ЗАДАЧА 1. Пожалуйста, верните из записей ниже каждую строку, в которой есть слово «trace».

ИСХОДНЫЙ ТЕКСТ.
::::

Станислав Куняев - “Ты, жгучий отпрыск Аввакума...”
За этот текст Ганин заплатит самую дорогую цену. Ни Есенин, ни Клюев не видели его в письменном виде, но свои идеи Ганин, безусловно, обсуждал со своими друзьями. Зёрна падали на унавоженную почву — Есенин уже закончил вчерне „Страну негодяев“, где главный её герой — Номах — произносит давно наболевшее, идущее от самого Есенина и перекликающееся по смыслу со словами Ганина:
Я верил. Я горел.
Я шёл с революцией.
Я думал, что братство
Не мечта и не сон.
Что все во единое море сольются,
Все сонмы народов, и рас, и племён…
Пустая забава.
Одни разговоры.
Ну что же?
Ну что же мы взяли взамен?

::::

ИСХОДНЫЕ ДАННЫЕ.

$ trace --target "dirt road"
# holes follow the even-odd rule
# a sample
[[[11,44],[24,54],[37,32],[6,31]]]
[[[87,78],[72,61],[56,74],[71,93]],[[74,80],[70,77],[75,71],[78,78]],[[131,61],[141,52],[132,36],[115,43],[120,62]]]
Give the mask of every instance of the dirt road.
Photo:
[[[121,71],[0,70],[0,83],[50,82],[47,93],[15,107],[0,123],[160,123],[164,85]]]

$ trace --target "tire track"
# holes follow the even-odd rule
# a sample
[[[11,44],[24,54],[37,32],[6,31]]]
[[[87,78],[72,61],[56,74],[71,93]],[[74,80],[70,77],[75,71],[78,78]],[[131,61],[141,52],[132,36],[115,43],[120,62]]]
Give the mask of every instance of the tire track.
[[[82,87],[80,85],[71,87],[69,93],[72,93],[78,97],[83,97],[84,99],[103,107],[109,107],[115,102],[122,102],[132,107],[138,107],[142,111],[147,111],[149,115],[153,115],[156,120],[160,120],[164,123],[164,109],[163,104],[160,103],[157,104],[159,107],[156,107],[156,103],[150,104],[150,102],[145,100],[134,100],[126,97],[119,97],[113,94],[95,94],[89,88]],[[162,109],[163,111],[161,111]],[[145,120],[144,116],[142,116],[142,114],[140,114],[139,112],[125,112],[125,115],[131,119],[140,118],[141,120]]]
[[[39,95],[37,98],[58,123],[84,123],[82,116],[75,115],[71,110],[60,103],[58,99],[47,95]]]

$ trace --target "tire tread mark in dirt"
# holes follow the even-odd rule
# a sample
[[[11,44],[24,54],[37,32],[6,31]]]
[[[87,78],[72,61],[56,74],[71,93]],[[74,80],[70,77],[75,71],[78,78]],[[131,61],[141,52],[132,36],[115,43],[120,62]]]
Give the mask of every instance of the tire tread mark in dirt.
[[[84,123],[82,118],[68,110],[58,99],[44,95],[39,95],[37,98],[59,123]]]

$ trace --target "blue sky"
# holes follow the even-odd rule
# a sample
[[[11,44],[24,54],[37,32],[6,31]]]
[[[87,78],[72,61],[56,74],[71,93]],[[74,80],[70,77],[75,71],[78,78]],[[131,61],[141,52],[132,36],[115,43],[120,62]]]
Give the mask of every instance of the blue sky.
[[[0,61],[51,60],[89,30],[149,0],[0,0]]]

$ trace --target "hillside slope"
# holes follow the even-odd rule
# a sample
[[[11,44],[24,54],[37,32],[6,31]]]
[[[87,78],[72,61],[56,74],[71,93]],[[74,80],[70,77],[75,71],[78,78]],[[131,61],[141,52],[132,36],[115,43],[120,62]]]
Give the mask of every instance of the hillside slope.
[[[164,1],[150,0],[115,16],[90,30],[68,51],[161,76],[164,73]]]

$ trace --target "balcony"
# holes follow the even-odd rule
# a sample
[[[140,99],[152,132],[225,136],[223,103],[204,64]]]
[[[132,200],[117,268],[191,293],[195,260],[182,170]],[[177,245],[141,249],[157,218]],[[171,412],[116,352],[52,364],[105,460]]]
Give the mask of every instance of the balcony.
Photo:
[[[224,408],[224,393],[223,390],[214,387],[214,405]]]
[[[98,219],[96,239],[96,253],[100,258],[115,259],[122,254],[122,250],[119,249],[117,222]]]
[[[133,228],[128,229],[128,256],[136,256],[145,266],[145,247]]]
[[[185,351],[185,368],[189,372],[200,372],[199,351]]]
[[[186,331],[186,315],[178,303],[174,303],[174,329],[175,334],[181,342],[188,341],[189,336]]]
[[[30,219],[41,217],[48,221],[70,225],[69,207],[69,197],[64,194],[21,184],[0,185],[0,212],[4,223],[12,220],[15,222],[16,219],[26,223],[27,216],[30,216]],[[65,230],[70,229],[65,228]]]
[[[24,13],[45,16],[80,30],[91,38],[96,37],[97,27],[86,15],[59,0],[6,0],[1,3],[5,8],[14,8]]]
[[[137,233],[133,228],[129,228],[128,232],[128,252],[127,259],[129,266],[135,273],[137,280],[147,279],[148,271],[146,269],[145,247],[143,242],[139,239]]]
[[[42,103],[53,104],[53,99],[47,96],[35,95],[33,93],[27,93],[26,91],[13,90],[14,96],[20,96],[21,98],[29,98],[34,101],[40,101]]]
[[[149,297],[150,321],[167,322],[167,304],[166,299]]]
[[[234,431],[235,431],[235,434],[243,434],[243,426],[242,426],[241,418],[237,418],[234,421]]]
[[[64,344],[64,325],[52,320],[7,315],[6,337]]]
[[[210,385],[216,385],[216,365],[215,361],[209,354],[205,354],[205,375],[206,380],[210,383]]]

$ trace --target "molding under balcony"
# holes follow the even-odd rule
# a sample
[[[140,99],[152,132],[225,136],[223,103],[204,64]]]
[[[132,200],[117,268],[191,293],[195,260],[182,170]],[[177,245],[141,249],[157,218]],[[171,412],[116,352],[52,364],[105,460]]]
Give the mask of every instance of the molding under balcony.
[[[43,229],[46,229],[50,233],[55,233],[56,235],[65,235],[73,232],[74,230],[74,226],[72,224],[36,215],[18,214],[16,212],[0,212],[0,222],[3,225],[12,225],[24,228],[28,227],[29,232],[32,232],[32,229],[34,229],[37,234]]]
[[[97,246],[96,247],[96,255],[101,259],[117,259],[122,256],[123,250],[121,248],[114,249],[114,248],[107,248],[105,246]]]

::::

ЗАДАЧА 2. Выведите приведённый выше исходный текст целиком, слово в слово.

ПРАВИЛЬНЫЙ ОТВЕТ 1.
$ trace --target "dirt road"
$ trace --target "tire track"
$ trace --target "tire tread mark in dirt"
$ trace --target "blue sky"
$ trace --target "hillside slope"
$ trace --target "balcony"
$ trace --target "molding under balcony"

ПРАВИЛЬНЫЙ ОТВЕТ 2.
Станислав Куняев - “Ты, жгучий отпрыск Аввакума...”
За этот текст Ганин заплатит самую дорогую цену. Ни Есенин, ни Клюев не видели его в письменном виде, но свои идеи Ганин, безусловно, обсуждал со своими друзьями. Зёрна падали на унавоженную почву — Есенин уже закончил вчерне „Страну негодяев“, где главный её герой — Номах — произносит давно наболевшее, идущее от самого Есенина и перекликающееся по смыслу со словами Ганина:
Я верил. Я горел.
Я шёл с революцией.
Я думал, что братство
Не мечта и не сон.
Что все во единое море сольются,
Все сонмы народов, и рас, и племён…
Пустая забава.
Одни разговоры.
Ну что же?
Ну что же мы взяли взамен?